» Exercise directions
Extract all of the entries and give them again, word for word.

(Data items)
»»
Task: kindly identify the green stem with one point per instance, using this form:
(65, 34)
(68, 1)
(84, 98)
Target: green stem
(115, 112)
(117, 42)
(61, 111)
««
» Response
Task: kindly identify the green stem with one point per instance, using this form:
(65, 34)
(68, 1)
(84, 98)
Target: green stem
(115, 112)
(117, 42)
(61, 111)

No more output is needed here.